**Selection**
August 24 – Reuters (Winni Zhou and Se Young Lee): “China said on Saturday it strongly opposes Washington’s decision to levy additional tariffs on $550 billion worth of Chinese goods and warned the United States of consequences if it does not end its ‘wrong actions’. The comments made by China’s Ministry of Commerce came after the U.S. President Donald Trump announced on Friday that Washington will impose an additional 5% duty the Chinese goods, hours after Beijing announced its latest retaliatory tariffs on about $75 billion worth of U.S. goods… ‘Such unilateral and bullying trade protectionism and maximum pressure violates the consensus reached by head of China and United States, violates the principle of mutual respect and mutual benefit, and seriously damages the multilateral trade system and the normal international trade order,’ China’s commerce ministry said…”

August 27 – South China Morning Post (Sarah Zheng): “Beijing has cast doubt on whether trade talks are set to resume, with its foreign ministry contradicting US President Donald Trump’s claim that China had sought a return to the negotiating table and state media saying the countries were in touch only at a ‘technical level’. Markets jumped when Trump said on Monday that China called ‘our top people’ – the US Trade Representative Robert Lighthizer and Treasury Secretary Steven Mnuchin – on Sunday evening to ‘get back to the table’… The countries had been due to speak on Tuesday, according to a previous statement from China’s Ministry of Commerce… But there has since been no sign of progress on that front and the Chinese foreign ministry again said… it was not aware of the phone calls over the weekend.”

August 27 – Financial Times (Thomas Hale): “The Global Times is a Chinese government-run tabloid that often attracts headlines for its controversial, well, headlines. So it was only a matter of time before it got around to the topic of the gold standard – which… the paper said could be revived. The article in question, though, was attributed to research firm Anbound, a Beijing-based think tank… Its line of argument was roughly that the US no longer wants to be burdened with the dollar’s status as the global reserve currency: When the US decoupled the value of the dollar from gold, it actually committed to take on the responsibility of world finance, based on which a new financial order was formed. It is this financial order that has allowed the US to enjoy huge development dividends. Now, the US is unwilling to continue assuming and fulfilling such responsibilities for the current world financial order, and Trump has continuously intervened in the operation of the Fed and global financial market order. This development points to the necessity of seeking and building a new financial order, which is the fundamental basis for the re-emergence of the gold standard in the world financial market.”

**Written problem A**
Rewrite the entries as a Markdown table with the columns Row and Line, covering the stretch from the line that contains "Task: pick out one point on every instance of the green" through the end of the entries and leaving out blank lines.

**Data for processing**
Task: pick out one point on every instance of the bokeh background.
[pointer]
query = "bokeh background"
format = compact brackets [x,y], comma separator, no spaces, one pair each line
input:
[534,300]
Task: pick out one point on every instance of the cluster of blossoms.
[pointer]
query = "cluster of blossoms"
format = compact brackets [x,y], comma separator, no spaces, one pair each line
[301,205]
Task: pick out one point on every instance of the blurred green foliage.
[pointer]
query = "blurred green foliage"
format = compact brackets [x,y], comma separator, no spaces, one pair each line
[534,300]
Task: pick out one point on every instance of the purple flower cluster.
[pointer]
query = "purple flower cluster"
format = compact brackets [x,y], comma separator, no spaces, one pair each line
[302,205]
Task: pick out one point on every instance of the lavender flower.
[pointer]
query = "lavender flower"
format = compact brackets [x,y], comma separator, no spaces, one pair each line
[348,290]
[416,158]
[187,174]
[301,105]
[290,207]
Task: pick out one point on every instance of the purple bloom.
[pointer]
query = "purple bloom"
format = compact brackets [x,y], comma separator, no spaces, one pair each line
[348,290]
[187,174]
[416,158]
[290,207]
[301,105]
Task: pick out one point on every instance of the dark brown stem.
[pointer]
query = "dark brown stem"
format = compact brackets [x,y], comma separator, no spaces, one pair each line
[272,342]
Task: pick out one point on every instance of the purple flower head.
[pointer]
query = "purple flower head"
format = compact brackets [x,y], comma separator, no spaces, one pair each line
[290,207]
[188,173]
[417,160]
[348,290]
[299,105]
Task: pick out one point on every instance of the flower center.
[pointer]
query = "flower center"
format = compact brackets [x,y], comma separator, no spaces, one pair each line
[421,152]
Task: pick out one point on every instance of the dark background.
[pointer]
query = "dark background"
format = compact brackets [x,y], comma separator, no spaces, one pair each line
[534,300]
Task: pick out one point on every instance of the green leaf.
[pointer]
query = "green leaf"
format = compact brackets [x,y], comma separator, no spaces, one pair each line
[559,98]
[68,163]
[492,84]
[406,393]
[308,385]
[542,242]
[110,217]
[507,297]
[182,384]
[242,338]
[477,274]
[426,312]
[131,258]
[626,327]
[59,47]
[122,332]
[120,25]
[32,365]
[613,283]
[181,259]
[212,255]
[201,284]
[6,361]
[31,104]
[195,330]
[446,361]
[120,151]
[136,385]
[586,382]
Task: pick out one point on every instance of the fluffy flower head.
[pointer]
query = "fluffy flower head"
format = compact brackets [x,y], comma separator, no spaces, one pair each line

**Written problem B**
Answer these questions from the news excerpts:
(i) What was the approximate value of the U.S. goods covered by Beijing's latest retaliatory tariffs?
(ii) Which two officials did Trump say China had called on Sunday evening?
(iii) To which research firm was the Global Times article on the gold standard attributed?

**Solution A**
| Row | Line |
|---|---|
| 1 | Task: pick out one point on every instance of the green leaf. |
| 2 | [pointer] |
| 3 | query = "green leaf" |
| 4 | format = compact brackets [x,y], comma separator, no spaces, one pair each line |
| 5 | [559,98] |
| 6 | [68,163] |
| 7 | [492,84] |
| 8 | [406,393] |
| 9 | [308,385] |
| 10 | [542,242] |
| 11 | [110,217] |
| 12 | [507,297] |
| 13 | [182,384] |
| 14 | [242,338] |
| 15 | [477,274] |
| 16 | [426,312] |
| 17 | [131,258] |
| 18 | [626,327] |
| 19 | [59,47] |
| 20 | [122,332] |
| 21 | [120,25] |
| 22 | [32,365] |
| 23 | [613,283] |
| 24 | [181,259] |
| 25 | [212,255] |
| 26 | [201,284] |
| 27 | [6,361] |
| 28 | [31,104] |
| 29 | [195,330] |
| 30 | [446,361] |
| 31 | [120,151] |
| 32 | [136,385] |
| 33 | [586,382] |
| 34 | Task: pick out one point on every instance of the fluffy flower head. |
| 35 | [pointer] |
| 36 | query = "fluffy flower head" |
| 37 | format = compact brackets [x,y], comma separator, no spaces, one pair each line |

**Solution B**
(i) About $75 billion.
(ii) US Trade Representative Robert Lighthizer and Treasury Secretary Steven Mnuchin.
(iii) Anbound, a Beijing-based think tank.